### Data in this exercise
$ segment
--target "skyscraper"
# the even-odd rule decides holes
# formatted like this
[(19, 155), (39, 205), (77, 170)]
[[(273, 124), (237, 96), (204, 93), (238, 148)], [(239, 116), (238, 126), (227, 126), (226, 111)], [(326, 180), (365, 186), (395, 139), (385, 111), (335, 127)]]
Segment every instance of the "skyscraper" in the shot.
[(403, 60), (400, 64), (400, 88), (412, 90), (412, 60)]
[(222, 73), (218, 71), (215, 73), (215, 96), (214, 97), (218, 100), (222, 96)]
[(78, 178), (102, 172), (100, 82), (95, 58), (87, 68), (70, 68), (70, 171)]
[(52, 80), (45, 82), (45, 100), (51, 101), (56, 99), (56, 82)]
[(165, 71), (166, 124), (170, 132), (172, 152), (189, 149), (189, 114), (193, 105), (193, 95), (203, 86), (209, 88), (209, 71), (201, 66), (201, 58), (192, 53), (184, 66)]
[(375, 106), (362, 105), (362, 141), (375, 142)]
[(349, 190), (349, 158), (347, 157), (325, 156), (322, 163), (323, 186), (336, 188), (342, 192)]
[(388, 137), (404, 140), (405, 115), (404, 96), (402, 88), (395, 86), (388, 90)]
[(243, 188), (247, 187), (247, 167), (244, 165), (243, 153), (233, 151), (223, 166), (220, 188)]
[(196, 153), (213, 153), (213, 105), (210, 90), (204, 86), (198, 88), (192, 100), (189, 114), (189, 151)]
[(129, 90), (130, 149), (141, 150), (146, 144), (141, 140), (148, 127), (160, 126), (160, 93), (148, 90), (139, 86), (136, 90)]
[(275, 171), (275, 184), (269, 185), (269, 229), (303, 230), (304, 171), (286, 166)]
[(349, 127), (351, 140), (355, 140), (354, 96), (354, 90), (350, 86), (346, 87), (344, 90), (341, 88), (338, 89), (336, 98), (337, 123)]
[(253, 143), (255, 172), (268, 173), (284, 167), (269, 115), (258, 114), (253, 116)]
######
● Job
Copy every one of the rows above line for line, with no changes.

● Response to this task
$ segment
--target "skyscraper"
# the even-odd rule decides holes
# formatted like this
[(19, 155), (39, 205), (77, 170)]
[[(273, 124), (237, 96), (204, 93), (238, 148)], [(239, 116), (238, 126), (227, 126), (226, 111)], [(326, 180), (365, 186), (395, 139), (385, 111), (335, 127)]]
Segment every instance of the "skyscraper" in the shot.
[(403, 60), (400, 64), (400, 88), (412, 90), (412, 60)]
[(222, 73), (218, 71), (215, 73), (215, 96), (214, 97), (218, 100), (222, 96)]
[(78, 178), (102, 172), (100, 82), (95, 58), (87, 68), (70, 68), (70, 171)]
[(52, 80), (45, 82), (45, 100), (51, 101), (56, 99), (56, 82)]
[(165, 71), (166, 124), (170, 132), (172, 152), (189, 149), (189, 114), (193, 105), (193, 95), (203, 86), (209, 88), (209, 71), (201, 66), (201, 58), (192, 53), (184, 66)]
[(375, 106), (362, 105), (362, 141), (375, 142)]
[(349, 190), (349, 158), (347, 157), (325, 156), (322, 163), (323, 186), (336, 188), (342, 192)]
[(388, 137), (404, 140), (405, 115), (404, 96), (402, 88), (395, 86), (388, 90)]
[(243, 188), (247, 187), (247, 167), (244, 165), (243, 153), (233, 151), (223, 166), (220, 188)]
[(196, 153), (213, 153), (213, 105), (210, 90), (204, 86), (198, 88), (192, 100), (189, 114), (189, 151)]
[(129, 90), (130, 149), (141, 150), (146, 144), (141, 140), (148, 127), (160, 126), (160, 93), (148, 90), (139, 86), (136, 90)]
[(275, 171), (275, 184), (269, 185), (269, 229), (303, 230), (304, 171), (286, 166)]
[(349, 127), (351, 140), (355, 140), (354, 96), (354, 90), (350, 86), (346, 87), (344, 90), (341, 88), (338, 89), (336, 98), (337, 123)]
[(253, 143), (255, 172), (268, 173), (284, 167), (269, 115), (258, 114), (253, 116)]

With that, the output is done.